[Task prompt] Quote exactly and only this range of lines in the data below: the line that holds "Target: metal stool leg" to the line that holds "Where can the embroidered", both included.

BEGIN Input for this task

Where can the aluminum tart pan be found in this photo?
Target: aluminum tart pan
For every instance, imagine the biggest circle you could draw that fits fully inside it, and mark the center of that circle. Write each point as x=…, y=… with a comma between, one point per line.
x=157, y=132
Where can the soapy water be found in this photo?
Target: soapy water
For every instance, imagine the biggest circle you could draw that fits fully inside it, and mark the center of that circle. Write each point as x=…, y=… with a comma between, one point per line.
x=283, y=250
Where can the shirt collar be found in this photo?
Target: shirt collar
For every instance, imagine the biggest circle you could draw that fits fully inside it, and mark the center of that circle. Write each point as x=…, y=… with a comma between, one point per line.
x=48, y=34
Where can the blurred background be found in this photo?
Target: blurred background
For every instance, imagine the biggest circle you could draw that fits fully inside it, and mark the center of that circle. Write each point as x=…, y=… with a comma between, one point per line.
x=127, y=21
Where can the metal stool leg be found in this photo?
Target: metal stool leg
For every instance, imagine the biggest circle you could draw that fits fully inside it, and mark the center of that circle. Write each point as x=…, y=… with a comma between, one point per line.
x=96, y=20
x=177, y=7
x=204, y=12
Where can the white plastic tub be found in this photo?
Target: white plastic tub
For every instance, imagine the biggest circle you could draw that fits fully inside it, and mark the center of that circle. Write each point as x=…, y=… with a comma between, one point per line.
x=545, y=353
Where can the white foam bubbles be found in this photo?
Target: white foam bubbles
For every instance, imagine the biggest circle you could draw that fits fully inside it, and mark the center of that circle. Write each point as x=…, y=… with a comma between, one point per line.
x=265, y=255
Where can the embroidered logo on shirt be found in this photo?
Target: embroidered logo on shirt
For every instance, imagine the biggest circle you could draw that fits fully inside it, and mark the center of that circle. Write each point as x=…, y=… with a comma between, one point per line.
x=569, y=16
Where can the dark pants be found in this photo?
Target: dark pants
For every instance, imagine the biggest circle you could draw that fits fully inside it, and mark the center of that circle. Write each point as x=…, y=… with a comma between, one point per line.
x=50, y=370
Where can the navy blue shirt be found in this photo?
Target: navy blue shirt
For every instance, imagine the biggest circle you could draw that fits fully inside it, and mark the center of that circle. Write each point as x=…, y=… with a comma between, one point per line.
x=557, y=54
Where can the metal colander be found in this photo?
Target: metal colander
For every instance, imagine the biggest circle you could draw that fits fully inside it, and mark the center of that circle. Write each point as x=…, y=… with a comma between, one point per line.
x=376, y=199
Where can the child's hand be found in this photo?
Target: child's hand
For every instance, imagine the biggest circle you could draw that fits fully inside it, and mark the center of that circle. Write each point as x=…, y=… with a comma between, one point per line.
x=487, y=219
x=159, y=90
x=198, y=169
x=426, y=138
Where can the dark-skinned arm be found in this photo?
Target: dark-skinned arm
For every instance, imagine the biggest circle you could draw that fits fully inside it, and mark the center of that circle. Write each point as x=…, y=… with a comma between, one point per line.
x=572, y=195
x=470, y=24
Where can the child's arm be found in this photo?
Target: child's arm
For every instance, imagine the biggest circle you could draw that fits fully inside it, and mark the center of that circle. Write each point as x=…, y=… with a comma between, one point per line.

END Input for this task
BEGIN Input for this task

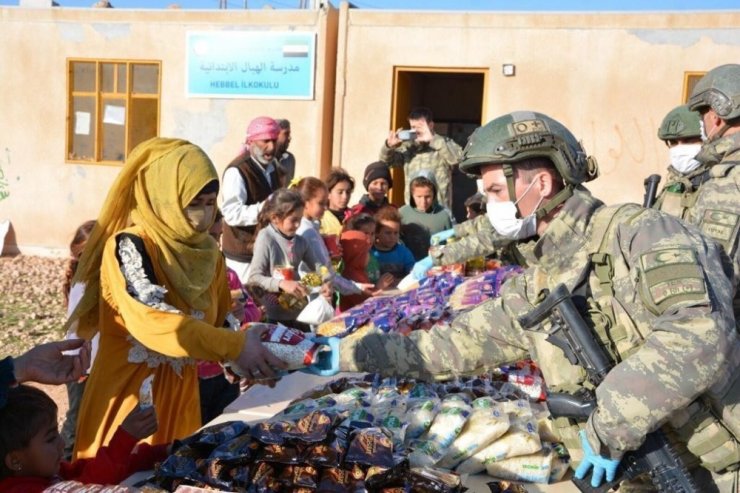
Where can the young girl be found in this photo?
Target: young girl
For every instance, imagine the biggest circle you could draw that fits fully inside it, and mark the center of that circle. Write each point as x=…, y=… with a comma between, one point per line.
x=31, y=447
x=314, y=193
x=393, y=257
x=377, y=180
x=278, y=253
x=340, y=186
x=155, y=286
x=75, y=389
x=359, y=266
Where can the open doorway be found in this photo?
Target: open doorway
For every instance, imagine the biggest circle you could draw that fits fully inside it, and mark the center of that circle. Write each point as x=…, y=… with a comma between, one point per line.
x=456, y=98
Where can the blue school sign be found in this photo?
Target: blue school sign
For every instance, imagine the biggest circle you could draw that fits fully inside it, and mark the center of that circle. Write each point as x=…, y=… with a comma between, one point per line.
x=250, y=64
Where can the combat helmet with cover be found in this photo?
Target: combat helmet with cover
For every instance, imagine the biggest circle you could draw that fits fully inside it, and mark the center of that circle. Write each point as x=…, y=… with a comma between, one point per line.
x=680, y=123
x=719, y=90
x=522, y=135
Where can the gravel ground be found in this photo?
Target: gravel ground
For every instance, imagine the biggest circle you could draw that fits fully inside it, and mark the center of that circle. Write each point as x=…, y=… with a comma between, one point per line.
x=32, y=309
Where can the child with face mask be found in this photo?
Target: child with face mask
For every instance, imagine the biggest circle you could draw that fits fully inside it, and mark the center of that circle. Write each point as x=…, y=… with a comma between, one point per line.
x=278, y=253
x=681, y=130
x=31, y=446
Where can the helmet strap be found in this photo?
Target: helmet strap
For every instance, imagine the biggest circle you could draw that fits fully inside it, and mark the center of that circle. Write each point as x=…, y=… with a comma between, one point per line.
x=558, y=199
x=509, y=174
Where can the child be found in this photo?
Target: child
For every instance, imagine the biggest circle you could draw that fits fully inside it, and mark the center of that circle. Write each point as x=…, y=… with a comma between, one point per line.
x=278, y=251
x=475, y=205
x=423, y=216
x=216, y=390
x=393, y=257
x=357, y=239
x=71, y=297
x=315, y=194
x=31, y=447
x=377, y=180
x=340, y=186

END Input for this task

[Solution to the problem]
Target: metal stool leg
For every instance, imagine the biggest circle you could draw that fits fully inside it, and mark the center of that circle. Write each point as x=…, y=… with a comma between, one point per line.
x=96, y=20
x=177, y=7
x=204, y=12
Where can the white plastic tub be found in this photo?
Target: white plastic tub
For every instance, imagine the biggest circle you could draw that fits fully inside it, and mark the center of that circle. Write each point as x=…, y=… with a comma between, one point per line.
x=545, y=353
Where can the white foam bubbles be found in this photo?
Target: white foam bubbles
For every instance, imagine the biggest circle you could draw that fits fully inside it, and mark the center of that circle. Write each point as x=…, y=… with a comma between, one point per line.
x=265, y=255
Where can the embroidered logo on shirt be found in this photo?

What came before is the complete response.